> [Directions for this task] Please print the entire listing below word for word, keeping every line unchanged.
# # #
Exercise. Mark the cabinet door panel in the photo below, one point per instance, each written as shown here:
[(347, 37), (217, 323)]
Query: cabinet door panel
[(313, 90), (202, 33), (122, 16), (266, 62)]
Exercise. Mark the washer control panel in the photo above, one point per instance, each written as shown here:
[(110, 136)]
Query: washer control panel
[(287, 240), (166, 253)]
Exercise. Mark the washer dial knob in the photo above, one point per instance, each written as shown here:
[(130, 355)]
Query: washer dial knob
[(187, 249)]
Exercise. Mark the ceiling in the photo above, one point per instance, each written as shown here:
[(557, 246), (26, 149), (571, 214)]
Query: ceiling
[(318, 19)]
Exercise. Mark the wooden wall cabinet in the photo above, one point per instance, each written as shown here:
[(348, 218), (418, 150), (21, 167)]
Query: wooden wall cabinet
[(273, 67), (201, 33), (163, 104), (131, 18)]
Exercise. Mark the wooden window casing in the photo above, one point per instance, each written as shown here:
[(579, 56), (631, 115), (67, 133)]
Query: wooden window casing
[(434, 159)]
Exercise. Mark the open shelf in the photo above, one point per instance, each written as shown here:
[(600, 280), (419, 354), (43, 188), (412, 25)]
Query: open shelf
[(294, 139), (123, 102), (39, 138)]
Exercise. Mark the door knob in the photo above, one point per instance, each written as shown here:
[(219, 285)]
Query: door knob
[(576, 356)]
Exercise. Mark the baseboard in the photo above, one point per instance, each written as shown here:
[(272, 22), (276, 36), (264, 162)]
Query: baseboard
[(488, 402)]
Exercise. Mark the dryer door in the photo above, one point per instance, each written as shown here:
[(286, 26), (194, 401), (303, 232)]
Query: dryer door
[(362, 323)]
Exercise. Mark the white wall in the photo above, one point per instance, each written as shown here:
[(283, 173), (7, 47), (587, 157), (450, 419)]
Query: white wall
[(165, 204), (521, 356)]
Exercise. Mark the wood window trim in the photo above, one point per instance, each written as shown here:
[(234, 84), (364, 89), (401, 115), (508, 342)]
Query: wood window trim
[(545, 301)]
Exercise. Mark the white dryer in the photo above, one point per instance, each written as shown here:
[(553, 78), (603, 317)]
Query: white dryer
# # #
> [Expected answer]
Exercise. Mark the cabinet door panel in the photo below, one point per instance, each written as shown here:
[(347, 37), (217, 323)]
Query: cabinet door panel
[(313, 90), (202, 33), (122, 16), (266, 62)]
Exercise. Mark the washer control panel in the photo above, one point per instance, each written as shown here:
[(110, 136)]
Query: washer control panel
[(287, 240), (166, 253)]
Exercise. Mark the washer dial knob in the photo above, one point per instance, each written as shown here:
[(130, 355)]
Query: washer dial knob
[(187, 249)]
Exercise. Mark the ceiling in the photo above, one point per instance, each written as shown here:
[(557, 246), (26, 149), (571, 214)]
Query: ceiling
[(318, 19)]
Exercise. Mark the wooden wall cabinet in the photo above, one point per instance, each written as shown here:
[(348, 218), (418, 150), (21, 167)]
Query: wooden wall cabinet
[(273, 67), (201, 33), (163, 104), (131, 18)]
Exercise. Mark the wooden window casing in the photo above, one point per instance, each written as shown here:
[(579, 56), (631, 115), (67, 133)]
Query: wooden window casing
[(434, 159)]
Exercise. Mark the open shelf in the photo above, one point per instance, each written as shown here:
[(600, 280), (419, 354), (43, 188), (412, 25)]
Query: open shelf
[(294, 139), (123, 102), (39, 138)]
Exercise. Mark the door knob in the photo above, one point per instance, each written as shown here:
[(219, 285)]
Query: door knob
[(576, 356)]
Exercise. Mark the baseboard in the photo above, one point per instance, each written as shown here:
[(272, 22), (276, 36), (264, 162)]
Query: baseboard
[(488, 402)]
Exercise. Mark the dryer door in the photo above, one point per instance, each written as shown here:
[(286, 26), (194, 401), (303, 232)]
Query: dryer door
[(362, 323)]
Exercise. Mark the white wall in the photo above, one point per instance, each written as shown here:
[(283, 173), (7, 47), (587, 157), (450, 419)]
Query: white wall
[(165, 204), (521, 356)]
Exercise. Mark the wood window trim in the photo above, one point per instance, each written as shown here:
[(234, 84), (364, 89), (401, 115), (508, 342)]
Query: wood window trim
[(545, 301)]
Exercise. Mark the white dryer in the photo above, one point per instance, each written as shown here:
[(553, 78), (603, 317)]
Query: white dryer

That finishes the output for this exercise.